:: Brano proposto ::

((

Tuttavia non c’erano segnali che la situazione fosse così grave. La domanda è ovvia: se soffre una multinazionale che cosa ne sarà dei “piccoli” molto concentrati sull’Italia? I dati di Refitiv hanno fanno sapere che gli investimenti francesi nel nostro Paese nell’ultimo anno sono triplicati seguiti da quelli americani. Facile immaginare che il rilancio di Alitalia sarà una questione privata tra i tedeschi di Lufthansa e gli americani di Delta fortemente interessati a controllare il traffico della seconda manifattura italiana.

Perché poi, da secoli il problema dell’Italia è sempre lo stesso: una terra economicamente forte ma politicamente fragile. Il Rinascimento non poteva essere diverso visto che Firenze, Milano e Venezia in quel momento erano le città più ricche del mondo.

La discesa di Carlo VIII dimostrò che un esercito in armi partito dalla Francia poteva raggiungere Napoli e tornare indietro senza incontrare apprezzabili resistenze. Da quel momento cominciarono le guerre che avrebbero fatto dell’Italia “un’espressione geografica”. Passarono un paio di secoli prima che arrivasse Cavour.

))

:: Dati mostrati ::
((

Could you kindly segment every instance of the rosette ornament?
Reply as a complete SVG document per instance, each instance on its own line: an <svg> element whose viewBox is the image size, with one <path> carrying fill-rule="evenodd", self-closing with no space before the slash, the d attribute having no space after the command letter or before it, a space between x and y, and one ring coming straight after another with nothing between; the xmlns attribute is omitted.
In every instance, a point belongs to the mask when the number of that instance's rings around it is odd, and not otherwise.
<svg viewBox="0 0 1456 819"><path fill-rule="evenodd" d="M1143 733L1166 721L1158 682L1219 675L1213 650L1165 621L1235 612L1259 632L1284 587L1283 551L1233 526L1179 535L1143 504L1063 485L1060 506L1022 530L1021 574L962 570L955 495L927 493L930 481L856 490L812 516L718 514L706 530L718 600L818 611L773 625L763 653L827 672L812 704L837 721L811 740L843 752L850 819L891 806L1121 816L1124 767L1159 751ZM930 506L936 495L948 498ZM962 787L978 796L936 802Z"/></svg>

))

:: Dettagli del compito ::
Trascrivi senza modifiche la parte del brano sull'Italia che va da "Perché poi, da" fino a "ricche del mondo." compreso.

:: Soluzione scritta ::
Perché poi, da secoli il problema dell’Italia è sempre lo stesso: una terra economicamente forte ma politicamente fragile. Il Rinascimento non poteva essere diverso visto che Firenze, Milano e Venezia in quel momento erano le città più ricche del mondo.